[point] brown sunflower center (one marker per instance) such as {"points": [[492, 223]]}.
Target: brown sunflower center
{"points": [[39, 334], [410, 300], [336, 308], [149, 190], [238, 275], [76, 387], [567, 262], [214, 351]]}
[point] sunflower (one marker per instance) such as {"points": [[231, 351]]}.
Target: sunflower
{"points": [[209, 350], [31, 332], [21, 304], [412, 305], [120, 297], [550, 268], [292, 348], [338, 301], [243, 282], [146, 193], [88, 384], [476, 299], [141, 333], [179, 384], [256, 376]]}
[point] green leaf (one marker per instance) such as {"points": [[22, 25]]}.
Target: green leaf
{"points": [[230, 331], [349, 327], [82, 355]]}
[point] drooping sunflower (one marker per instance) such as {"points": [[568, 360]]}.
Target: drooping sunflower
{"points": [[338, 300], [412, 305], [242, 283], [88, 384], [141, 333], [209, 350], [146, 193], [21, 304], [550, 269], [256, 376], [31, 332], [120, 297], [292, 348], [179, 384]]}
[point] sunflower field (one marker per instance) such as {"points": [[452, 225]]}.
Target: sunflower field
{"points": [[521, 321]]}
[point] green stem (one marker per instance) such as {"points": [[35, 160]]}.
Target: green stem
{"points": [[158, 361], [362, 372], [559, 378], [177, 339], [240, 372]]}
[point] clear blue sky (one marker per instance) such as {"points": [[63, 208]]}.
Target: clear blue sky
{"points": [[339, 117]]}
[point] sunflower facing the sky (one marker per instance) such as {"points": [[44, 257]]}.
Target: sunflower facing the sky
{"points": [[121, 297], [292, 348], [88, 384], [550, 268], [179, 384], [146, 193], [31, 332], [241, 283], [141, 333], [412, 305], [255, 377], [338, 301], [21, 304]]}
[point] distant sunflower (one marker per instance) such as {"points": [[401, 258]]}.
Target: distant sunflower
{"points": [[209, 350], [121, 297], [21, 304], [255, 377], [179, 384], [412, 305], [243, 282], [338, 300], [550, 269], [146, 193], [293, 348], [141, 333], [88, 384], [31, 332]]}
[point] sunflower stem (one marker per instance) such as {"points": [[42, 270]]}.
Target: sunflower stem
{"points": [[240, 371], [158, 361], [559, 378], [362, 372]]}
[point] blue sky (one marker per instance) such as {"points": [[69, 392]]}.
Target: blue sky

* Task description *
Restate every record exactly, leaving nothing out.

* Solution for this problem *
[point] brown sunflower center (one marker per instance) such as {"points": [[492, 223]]}.
Target: brown sunflower center
{"points": [[39, 334], [410, 300], [336, 308], [149, 190], [238, 275], [76, 387], [567, 262], [214, 351]]}
[point] sunflower (one marker per instance) such as {"points": [[231, 351]]}.
Target: sunflower
{"points": [[209, 350], [31, 332], [21, 304], [412, 305], [120, 297], [550, 268], [292, 348], [338, 301], [243, 282], [146, 193], [88, 384], [476, 299], [141, 333], [179, 384], [256, 376]]}
[point] green leaf (one marker per instance) such as {"points": [[22, 25]]}.
Target: green leaf
{"points": [[230, 331], [349, 327], [82, 355]]}
[point] drooping sunflower (one marker per instance) such as {"points": [[568, 360]]}.
Target: drooping sunflower
{"points": [[338, 300], [412, 305], [242, 283], [88, 384], [141, 333], [209, 350], [146, 193], [21, 304], [550, 269], [256, 376], [31, 332], [120, 297], [292, 348], [179, 384]]}
[point] sunflower field (one marker per instance) such as {"points": [[452, 225]]}.
Target: sunflower field
{"points": [[521, 321]]}
[point] green stem (one marker per instance) such as {"points": [[35, 160]]}.
Target: green stem
{"points": [[158, 361], [362, 372], [559, 378], [177, 339], [240, 372]]}
[point] clear blue sky (one marker per instance) such as {"points": [[63, 208]]}.
Target: clear blue sky
{"points": [[339, 117]]}
[point] sunflower facing the sky (one marker per instance) such as {"points": [[44, 257]]}.
Target: sunflower facing the sky
{"points": [[121, 297], [292, 348], [88, 384], [550, 268], [179, 384], [146, 193], [31, 332], [241, 283], [141, 333], [412, 305], [255, 377], [338, 301], [21, 304]]}
[point] distant sunflower (one marker per instance) such as {"points": [[401, 258]]}.
Target: distant sunflower
{"points": [[209, 350], [121, 297], [21, 304], [255, 377], [179, 384], [412, 305], [243, 282], [338, 300], [550, 269], [146, 193], [293, 348], [141, 333], [88, 384], [31, 332]]}
[point] sunflower stem (one marker per instance) such as {"points": [[42, 270]]}.
Target: sunflower stem
{"points": [[240, 371], [158, 361], [559, 378], [362, 372]]}
[point] blue sky (one marker per instance) such as {"points": [[69, 392]]}.
Target: blue sky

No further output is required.